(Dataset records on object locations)

··········

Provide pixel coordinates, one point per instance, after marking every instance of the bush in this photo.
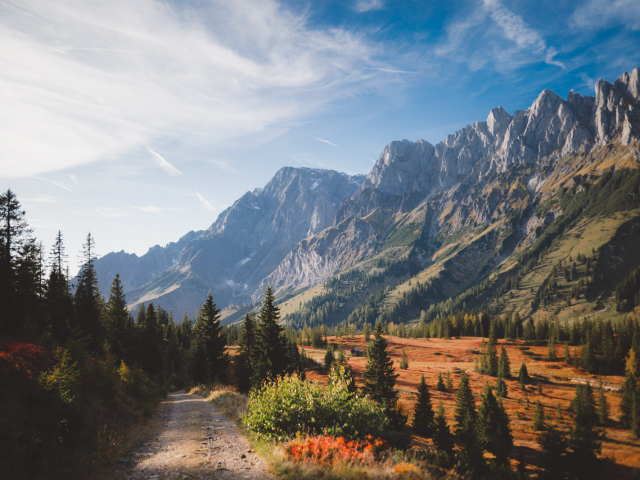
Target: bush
(289, 405)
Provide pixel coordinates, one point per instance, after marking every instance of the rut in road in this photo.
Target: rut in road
(190, 438)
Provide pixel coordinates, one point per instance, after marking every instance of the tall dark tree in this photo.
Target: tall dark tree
(423, 410)
(442, 436)
(88, 302)
(209, 344)
(246, 344)
(116, 317)
(380, 377)
(493, 430)
(270, 354)
(14, 230)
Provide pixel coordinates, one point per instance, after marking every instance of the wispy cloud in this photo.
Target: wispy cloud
(157, 210)
(86, 82)
(326, 141)
(300, 162)
(362, 6)
(603, 13)
(163, 164)
(57, 184)
(206, 203)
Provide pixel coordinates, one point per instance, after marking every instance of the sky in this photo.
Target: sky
(140, 121)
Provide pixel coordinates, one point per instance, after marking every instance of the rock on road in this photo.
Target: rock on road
(190, 439)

··········

**Given request**
Rewrite all of the items above, putting "in this image" in place of "in this photo" and changing nothing else. Leave the pictures out of your version.

**Reply to the task**
Provide pixel coordinates, one point per instance, after marking every instance of the bush in this image.
Target: bush
(289, 405)
Provide pixel coordinates, one point per instance, after marking every instance of the rut in road in this image.
Target: rut in road
(190, 438)
Provide pixel coordinates, one point per instance, after marking every instance of the tall dark tree in this image.
Target: tall dark tree
(423, 410)
(442, 436)
(88, 302)
(209, 344)
(246, 344)
(116, 317)
(380, 377)
(493, 430)
(270, 354)
(14, 230)
Provide pixel coordinates, one point per instance, after marking every instance of the wispy cloud in this image.
Target: wispy cloud
(157, 210)
(86, 82)
(326, 141)
(300, 162)
(362, 6)
(603, 13)
(163, 164)
(57, 184)
(206, 203)
Provide pixel coordinates, one point per instance, after marking every instance of the sky in this image.
Target: sky
(140, 121)
Provide pixel coordinates, one point per instance, after marking every instance of the rock on road in this image.
Target: rock on road
(190, 439)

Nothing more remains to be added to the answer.